══ Provided records ══

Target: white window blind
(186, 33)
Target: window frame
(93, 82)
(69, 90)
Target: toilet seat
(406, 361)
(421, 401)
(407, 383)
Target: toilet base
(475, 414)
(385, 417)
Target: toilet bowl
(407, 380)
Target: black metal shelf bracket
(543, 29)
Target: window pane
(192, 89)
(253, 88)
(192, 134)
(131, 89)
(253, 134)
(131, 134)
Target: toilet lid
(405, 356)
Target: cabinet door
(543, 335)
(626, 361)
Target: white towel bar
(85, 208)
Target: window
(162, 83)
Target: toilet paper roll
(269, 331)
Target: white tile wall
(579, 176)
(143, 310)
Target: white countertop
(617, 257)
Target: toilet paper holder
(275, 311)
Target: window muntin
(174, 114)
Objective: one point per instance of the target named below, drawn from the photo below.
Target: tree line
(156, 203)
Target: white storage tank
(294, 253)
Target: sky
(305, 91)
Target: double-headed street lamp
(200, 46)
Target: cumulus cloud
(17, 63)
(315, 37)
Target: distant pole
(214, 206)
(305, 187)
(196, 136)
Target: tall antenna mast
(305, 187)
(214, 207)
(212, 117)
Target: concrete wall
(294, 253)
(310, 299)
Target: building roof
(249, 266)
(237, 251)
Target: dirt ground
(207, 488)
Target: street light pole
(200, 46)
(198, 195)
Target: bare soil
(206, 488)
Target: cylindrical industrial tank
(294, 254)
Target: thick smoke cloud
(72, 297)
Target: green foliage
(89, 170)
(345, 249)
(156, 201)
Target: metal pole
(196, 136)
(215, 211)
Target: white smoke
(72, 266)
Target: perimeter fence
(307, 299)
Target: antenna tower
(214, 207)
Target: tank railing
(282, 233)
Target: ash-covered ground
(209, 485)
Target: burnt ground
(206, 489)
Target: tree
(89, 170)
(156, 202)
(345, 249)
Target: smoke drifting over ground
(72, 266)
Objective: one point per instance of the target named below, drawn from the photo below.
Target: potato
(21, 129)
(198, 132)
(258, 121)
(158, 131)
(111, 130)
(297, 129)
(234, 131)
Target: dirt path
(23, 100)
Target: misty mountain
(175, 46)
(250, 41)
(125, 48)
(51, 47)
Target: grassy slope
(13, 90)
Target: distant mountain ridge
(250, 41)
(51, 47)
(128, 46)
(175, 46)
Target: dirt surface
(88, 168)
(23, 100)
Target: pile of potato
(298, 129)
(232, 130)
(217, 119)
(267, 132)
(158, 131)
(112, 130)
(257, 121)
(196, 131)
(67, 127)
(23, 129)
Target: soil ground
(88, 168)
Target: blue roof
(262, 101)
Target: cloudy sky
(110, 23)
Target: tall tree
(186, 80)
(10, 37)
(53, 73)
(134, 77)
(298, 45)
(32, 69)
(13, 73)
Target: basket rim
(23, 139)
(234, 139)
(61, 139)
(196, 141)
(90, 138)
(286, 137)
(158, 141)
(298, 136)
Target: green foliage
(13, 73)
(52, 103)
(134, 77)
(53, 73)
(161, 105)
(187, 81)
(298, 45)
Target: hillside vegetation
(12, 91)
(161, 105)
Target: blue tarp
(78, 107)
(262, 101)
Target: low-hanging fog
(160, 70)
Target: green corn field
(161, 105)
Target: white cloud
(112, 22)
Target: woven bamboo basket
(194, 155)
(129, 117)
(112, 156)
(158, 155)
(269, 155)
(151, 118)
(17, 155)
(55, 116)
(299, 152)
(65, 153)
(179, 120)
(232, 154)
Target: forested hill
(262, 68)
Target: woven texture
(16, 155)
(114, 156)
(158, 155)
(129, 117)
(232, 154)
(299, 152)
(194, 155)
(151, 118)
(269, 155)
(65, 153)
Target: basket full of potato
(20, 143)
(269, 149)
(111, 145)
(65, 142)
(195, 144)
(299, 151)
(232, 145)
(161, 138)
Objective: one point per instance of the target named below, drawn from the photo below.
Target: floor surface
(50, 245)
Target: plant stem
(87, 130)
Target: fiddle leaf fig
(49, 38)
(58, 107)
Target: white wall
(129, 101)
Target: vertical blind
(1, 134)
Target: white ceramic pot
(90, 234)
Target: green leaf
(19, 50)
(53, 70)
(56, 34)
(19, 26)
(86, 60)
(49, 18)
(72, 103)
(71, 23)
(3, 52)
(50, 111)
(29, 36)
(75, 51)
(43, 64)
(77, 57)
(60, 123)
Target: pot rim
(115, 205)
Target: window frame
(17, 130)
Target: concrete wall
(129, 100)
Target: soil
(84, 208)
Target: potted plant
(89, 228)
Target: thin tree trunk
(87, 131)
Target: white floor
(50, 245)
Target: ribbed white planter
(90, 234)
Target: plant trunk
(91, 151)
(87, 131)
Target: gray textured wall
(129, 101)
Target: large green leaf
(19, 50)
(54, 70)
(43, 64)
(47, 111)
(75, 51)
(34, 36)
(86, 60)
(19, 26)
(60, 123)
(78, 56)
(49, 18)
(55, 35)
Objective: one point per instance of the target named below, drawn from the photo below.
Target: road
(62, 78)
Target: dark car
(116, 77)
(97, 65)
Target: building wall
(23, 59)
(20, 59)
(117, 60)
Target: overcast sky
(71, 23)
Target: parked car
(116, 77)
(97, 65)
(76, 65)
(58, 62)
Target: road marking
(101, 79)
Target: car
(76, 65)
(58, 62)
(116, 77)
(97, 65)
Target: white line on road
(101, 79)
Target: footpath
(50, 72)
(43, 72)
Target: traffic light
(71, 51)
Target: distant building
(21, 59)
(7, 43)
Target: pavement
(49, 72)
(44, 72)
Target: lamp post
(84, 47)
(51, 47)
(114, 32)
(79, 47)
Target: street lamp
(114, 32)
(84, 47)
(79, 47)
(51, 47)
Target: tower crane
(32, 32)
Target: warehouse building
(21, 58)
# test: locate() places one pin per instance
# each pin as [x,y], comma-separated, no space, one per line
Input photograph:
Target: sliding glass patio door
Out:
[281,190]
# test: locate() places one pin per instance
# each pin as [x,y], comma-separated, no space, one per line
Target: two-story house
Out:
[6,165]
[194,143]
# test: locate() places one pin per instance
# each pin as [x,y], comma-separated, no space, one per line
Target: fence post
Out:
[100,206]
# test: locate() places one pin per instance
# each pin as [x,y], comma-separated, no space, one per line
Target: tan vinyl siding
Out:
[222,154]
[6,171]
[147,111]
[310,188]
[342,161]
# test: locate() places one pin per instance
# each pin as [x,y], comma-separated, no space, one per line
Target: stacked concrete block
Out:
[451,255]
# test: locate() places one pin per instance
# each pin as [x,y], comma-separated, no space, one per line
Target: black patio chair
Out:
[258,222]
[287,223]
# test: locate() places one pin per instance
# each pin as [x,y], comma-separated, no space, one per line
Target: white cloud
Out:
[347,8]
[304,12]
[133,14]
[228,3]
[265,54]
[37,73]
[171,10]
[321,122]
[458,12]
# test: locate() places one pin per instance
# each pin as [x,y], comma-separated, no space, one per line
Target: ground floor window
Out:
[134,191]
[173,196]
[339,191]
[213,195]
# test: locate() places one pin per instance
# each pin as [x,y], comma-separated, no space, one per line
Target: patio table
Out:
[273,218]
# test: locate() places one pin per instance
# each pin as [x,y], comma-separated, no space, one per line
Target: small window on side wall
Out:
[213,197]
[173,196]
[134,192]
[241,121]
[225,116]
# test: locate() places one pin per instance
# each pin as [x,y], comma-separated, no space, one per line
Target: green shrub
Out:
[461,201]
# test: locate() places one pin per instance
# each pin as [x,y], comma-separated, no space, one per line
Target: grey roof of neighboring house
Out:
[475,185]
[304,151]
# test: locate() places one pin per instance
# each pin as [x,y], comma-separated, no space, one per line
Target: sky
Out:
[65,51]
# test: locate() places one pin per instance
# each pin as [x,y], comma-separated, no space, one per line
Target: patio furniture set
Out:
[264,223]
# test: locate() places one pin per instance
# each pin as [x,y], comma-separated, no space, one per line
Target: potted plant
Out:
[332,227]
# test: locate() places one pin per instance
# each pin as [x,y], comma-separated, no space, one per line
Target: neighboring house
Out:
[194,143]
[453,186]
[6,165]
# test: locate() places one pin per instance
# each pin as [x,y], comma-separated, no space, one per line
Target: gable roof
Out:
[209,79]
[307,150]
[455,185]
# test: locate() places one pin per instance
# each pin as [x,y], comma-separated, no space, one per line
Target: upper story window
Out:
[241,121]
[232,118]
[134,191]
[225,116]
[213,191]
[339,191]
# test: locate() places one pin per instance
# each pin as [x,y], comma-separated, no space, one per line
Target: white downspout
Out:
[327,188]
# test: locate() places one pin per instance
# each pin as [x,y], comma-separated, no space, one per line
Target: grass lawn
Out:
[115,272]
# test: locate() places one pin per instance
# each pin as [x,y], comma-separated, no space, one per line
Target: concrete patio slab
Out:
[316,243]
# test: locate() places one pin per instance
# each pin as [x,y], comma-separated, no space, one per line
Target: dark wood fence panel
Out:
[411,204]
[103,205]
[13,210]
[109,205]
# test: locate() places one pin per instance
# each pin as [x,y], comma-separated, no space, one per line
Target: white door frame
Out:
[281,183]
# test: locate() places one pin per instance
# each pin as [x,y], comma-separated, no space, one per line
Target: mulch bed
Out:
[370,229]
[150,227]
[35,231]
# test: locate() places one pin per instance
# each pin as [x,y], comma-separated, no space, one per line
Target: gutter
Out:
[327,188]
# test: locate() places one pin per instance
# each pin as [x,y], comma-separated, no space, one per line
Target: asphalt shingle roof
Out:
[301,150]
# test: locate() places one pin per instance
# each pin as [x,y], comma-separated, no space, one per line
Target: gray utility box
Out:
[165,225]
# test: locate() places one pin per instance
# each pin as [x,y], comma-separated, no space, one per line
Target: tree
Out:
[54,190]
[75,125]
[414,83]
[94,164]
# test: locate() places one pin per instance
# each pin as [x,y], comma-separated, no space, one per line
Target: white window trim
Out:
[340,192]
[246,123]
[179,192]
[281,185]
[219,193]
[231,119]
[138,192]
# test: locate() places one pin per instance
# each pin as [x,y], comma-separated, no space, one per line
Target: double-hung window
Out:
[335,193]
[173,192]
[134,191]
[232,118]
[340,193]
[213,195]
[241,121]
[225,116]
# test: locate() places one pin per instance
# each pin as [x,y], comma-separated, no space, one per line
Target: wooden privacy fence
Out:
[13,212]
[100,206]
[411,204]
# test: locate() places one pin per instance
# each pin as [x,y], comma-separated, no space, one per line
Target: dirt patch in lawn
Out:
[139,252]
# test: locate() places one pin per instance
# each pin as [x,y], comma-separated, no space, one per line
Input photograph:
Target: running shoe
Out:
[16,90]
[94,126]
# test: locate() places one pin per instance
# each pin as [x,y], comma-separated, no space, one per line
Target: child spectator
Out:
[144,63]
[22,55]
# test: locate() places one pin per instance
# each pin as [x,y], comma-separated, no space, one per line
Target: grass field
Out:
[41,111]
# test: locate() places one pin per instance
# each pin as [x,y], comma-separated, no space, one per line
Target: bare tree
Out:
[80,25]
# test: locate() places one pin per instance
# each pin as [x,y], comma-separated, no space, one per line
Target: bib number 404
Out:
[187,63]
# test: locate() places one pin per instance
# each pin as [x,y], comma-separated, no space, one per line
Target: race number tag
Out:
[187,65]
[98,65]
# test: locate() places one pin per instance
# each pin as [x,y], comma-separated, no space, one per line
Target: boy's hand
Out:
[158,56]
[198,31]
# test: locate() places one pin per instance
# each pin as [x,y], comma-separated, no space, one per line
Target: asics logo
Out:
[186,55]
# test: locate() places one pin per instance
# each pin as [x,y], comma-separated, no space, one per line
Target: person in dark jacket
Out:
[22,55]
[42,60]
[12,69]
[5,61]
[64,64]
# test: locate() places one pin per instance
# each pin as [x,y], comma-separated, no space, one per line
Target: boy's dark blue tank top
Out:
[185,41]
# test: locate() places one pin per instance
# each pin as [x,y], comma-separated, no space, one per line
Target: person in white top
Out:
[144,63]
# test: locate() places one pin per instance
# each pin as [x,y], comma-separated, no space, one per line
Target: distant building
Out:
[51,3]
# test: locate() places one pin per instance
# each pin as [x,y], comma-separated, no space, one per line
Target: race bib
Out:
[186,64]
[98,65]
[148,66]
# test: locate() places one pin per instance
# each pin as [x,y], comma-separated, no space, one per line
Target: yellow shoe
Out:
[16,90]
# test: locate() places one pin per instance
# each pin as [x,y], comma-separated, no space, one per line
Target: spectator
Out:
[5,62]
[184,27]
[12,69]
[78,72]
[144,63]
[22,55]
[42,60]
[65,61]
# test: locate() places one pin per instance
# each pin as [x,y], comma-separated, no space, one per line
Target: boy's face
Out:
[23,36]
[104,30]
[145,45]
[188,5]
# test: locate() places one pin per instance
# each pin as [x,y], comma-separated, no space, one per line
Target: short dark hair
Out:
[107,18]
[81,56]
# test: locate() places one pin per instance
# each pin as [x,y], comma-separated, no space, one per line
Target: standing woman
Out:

═══

> **Work to complete**
If a line in the material above contains the word "shoe", copy it.

> **Worked solution**
Target: running shoe
Target: yellow shoe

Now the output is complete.